▶ [Task directions]
Give the lines of the data from the line that contains "Point out grassy" through the line that contains "left=454, top=190, right=612, bottom=470", inclusive, as a JSON list of strings with one string per line and blank lines left out.

▶ [Materials provided]
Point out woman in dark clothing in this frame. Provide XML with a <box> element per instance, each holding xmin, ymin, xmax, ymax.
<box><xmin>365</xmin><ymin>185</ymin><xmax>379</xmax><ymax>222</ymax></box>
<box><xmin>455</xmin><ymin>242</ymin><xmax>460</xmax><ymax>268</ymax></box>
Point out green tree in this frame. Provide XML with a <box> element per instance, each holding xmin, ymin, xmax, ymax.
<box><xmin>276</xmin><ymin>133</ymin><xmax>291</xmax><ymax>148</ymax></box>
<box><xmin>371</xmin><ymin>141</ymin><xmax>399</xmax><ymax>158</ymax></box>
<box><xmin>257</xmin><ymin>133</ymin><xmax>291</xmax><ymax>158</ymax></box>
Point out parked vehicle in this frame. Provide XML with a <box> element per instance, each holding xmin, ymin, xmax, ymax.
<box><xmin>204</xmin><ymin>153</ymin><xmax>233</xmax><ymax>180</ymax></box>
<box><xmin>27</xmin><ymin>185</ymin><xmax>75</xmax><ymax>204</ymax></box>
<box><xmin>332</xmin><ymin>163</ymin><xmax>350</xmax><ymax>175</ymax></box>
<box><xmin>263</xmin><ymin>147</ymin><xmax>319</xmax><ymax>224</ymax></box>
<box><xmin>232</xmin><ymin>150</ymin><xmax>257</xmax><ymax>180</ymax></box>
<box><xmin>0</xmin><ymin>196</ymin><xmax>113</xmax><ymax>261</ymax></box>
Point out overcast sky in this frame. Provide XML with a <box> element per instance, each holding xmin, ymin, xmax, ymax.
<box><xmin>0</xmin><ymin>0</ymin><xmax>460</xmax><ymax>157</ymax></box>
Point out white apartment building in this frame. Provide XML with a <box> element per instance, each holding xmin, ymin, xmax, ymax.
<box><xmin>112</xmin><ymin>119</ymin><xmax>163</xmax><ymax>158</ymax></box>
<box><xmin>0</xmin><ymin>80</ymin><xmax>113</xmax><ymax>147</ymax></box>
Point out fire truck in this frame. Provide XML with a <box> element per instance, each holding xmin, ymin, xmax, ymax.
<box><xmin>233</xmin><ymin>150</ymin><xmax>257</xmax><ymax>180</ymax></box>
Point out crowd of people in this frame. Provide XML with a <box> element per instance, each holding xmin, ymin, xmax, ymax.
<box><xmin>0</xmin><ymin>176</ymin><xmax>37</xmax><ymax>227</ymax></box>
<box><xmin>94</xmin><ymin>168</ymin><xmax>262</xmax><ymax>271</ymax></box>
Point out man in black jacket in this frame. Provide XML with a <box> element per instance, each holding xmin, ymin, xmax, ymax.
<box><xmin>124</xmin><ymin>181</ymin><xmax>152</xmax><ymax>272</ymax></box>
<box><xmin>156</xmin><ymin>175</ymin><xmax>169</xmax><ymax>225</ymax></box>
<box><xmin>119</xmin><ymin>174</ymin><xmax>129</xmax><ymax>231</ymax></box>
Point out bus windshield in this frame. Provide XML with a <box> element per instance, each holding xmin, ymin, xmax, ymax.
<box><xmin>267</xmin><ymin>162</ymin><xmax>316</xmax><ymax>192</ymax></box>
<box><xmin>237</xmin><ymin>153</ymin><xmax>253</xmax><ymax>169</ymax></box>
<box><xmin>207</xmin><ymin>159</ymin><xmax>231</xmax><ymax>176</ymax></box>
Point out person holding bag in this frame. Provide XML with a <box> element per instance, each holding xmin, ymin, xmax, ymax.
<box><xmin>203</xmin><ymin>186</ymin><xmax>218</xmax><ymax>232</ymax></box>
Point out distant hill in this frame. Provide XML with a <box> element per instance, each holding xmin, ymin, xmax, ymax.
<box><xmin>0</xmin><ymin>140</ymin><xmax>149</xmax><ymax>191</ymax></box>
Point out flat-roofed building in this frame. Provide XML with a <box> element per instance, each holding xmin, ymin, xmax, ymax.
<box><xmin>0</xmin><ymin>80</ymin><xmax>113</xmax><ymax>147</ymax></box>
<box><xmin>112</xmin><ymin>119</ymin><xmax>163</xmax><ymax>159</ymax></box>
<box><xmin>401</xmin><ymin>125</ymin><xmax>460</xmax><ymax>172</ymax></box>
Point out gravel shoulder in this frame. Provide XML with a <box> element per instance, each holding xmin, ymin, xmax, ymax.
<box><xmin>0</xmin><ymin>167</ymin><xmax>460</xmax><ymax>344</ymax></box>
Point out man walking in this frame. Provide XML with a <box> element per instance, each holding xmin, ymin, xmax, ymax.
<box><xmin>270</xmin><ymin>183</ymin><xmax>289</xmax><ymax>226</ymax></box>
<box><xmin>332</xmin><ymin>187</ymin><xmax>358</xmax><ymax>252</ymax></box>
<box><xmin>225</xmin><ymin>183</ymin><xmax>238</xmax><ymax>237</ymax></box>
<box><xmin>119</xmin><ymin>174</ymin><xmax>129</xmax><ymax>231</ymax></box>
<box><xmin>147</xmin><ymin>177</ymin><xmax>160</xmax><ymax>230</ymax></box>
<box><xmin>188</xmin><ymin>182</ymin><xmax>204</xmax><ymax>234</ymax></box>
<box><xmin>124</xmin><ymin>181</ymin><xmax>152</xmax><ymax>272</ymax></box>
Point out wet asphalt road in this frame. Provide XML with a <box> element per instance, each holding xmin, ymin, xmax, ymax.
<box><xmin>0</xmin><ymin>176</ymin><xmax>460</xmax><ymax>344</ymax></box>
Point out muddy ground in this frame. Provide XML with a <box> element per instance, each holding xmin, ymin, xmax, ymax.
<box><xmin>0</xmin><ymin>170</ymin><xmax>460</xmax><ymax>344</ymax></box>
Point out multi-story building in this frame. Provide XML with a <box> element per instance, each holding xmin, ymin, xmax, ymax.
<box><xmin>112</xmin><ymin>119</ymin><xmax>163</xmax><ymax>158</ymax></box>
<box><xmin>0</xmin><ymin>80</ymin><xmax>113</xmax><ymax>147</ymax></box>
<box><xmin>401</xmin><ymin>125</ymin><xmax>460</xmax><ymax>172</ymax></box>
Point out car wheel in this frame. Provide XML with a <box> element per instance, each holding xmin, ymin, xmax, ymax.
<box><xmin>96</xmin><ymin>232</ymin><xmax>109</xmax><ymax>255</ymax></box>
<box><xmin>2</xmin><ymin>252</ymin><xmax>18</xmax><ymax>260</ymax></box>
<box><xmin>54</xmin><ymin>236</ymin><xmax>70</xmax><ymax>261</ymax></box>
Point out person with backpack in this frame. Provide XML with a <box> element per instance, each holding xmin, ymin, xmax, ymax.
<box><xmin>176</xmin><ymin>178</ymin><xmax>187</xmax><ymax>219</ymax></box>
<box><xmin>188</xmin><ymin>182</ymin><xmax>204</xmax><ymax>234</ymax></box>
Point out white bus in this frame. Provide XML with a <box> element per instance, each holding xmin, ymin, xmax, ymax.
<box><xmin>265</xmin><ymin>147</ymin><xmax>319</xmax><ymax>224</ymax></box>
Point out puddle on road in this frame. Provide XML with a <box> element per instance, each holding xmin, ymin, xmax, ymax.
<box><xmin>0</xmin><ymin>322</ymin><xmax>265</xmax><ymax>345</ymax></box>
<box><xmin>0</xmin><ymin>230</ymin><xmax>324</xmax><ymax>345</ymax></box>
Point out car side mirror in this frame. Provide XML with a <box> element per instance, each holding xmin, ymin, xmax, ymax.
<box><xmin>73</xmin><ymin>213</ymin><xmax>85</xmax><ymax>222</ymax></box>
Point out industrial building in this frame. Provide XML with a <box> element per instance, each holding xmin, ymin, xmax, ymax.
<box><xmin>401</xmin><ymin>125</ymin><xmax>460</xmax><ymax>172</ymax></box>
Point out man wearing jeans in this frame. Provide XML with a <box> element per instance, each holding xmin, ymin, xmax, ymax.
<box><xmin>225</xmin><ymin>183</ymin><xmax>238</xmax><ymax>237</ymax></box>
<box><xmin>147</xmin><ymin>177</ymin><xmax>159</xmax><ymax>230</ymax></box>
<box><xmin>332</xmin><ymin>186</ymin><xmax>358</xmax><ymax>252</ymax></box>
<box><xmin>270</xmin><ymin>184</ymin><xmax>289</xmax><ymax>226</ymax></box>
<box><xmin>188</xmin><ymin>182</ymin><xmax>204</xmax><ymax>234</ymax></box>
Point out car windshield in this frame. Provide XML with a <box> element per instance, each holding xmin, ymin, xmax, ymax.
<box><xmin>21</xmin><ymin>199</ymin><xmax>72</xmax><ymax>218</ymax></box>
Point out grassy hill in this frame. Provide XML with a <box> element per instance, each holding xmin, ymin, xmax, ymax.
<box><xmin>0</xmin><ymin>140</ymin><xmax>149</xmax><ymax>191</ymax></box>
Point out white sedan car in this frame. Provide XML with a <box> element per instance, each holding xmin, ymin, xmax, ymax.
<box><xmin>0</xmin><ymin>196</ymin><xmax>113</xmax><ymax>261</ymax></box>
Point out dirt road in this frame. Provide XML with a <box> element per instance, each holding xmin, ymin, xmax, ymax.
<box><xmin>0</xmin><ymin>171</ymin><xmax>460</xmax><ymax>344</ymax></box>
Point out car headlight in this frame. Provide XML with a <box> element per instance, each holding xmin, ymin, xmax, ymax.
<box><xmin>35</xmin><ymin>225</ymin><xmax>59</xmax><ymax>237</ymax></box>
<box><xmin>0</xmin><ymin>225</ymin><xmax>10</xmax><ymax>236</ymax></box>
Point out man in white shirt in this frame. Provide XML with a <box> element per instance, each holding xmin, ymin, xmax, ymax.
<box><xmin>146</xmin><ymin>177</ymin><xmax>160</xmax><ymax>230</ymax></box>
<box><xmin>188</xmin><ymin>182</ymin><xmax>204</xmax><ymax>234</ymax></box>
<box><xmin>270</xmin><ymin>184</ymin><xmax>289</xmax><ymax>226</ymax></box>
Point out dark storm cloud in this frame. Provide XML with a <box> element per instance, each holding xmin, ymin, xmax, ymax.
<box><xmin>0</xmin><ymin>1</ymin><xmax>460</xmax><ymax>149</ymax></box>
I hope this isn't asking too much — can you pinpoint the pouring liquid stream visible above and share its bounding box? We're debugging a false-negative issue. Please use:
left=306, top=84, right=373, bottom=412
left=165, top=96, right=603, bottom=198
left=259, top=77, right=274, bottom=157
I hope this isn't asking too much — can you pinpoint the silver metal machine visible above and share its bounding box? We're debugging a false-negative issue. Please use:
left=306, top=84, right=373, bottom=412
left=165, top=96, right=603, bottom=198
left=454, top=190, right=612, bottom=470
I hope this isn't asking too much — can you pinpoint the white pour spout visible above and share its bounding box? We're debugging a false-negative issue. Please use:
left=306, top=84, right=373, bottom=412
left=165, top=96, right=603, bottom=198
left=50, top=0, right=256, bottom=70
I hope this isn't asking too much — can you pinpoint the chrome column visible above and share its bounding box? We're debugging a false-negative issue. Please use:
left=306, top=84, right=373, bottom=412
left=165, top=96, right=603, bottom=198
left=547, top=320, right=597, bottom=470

▶ [Worked solution]
[
  "Point out grassy hill in this frame. Provide XML with a <box> element per instance, each holding xmin, ymin, xmax, ymax.",
  "<box><xmin>0</xmin><ymin>140</ymin><xmax>149</xmax><ymax>191</ymax></box>",
  "Point out white sedan car in this frame. Provide XML with a <box> element per instance, each holding xmin, ymin, xmax, ymax.",
  "<box><xmin>0</xmin><ymin>196</ymin><xmax>113</xmax><ymax>261</ymax></box>",
  "Point out dirt road in this frame. Provide XML with a <box> element per instance, each holding xmin, ymin, xmax, ymax.",
  "<box><xmin>0</xmin><ymin>171</ymin><xmax>460</xmax><ymax>344</ymax></box>",
  "Point out car headlight in this frame. Provide XML with a <box> element per instance, each holding xmin, ymin, xmax, ymax.",
  "<box><xmin>35</xmin><ymin>225</ymin><xmax>59</xmax><ymax>237</ymax></box>",
  "<box><xmin>0</xmin><ymin>225</ymin><xmax>10</xmax><ymax>236</ymax></box>",
  "Point out man in white shirt in this frame. Provide XML with a <box> element per instance, each holding xmin, ymin, xmax, ymax.",
  "<box><xmin>146</xmin><ymin>177</ymin><xmax>160</xmax><ymax>230</ymax></box>",
  "<box><xmin>188</xmin><ymin>182</ymin><xmax>204</xmax><ymax>234</ymax></box>",
  "<box><xmin>270</xmin><ymin>184</ymin><xmax>289</xmax><ymax>226</ymax></box>",
  "Point out dark storm cloud in this frame. Provide XML with a <box> element per instance, each holding xmin, ymin, xmax, ymax.",
  "<box><xmin>0</xmin><ymin>1</ymin><xmax>460</xmax><ymax>149</ymax></box>",
  "I hope this isn't asking too much — can you pinpoint the pouring liquid stream visible above and share its bounding box? We're debugging a false-negative issue. Please use:",
  "left=306, top=84, right=373, bottom=412",
  "left=165, top=96, right=603, bottom=198",
  "left=259, top=77, right=274, bottom=157",
  "I hope this isn't asking too much — can you pinpoint the silver metal machine visible above and share its bounding box? We're debugging a false-negative issue. Please use:",
  "left=306, top=84, right=373, bottom=412",
  "left=165, top=96, right=603, bottom=198",
  "left=454, top=190, right=612, bottom=470"
]